Goal of the exercise ▸
What lines of the data include the string "pavement"? Copy them all.

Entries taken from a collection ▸
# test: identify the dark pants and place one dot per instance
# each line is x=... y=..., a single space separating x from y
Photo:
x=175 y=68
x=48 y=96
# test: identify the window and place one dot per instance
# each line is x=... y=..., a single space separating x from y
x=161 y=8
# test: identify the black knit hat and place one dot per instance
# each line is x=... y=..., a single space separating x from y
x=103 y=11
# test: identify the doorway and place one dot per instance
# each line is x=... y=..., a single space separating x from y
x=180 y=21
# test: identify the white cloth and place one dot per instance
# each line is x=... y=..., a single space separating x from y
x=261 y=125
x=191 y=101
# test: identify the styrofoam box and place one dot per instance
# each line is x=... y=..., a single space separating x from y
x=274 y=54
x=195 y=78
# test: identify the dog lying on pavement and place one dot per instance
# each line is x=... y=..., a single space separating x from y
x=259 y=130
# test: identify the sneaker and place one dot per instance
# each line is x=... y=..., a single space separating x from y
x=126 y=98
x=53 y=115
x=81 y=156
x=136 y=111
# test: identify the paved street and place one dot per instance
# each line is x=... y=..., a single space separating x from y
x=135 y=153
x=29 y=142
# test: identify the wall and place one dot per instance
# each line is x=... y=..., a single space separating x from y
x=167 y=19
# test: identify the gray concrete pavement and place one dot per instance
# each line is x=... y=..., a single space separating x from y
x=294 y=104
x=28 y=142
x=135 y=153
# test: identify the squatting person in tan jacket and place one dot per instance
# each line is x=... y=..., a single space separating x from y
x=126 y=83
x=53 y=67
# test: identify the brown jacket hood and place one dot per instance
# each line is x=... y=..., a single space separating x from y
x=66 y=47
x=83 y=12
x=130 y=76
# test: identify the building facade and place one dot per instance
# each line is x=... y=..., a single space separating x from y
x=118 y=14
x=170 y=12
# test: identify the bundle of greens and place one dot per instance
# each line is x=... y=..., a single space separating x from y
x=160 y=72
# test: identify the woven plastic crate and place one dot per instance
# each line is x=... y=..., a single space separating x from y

Reply to the exercise ▸
# test: identify the dog lying on pavement and place one dot per instance
# test: identify the gray concrete pavement and place one dot per instance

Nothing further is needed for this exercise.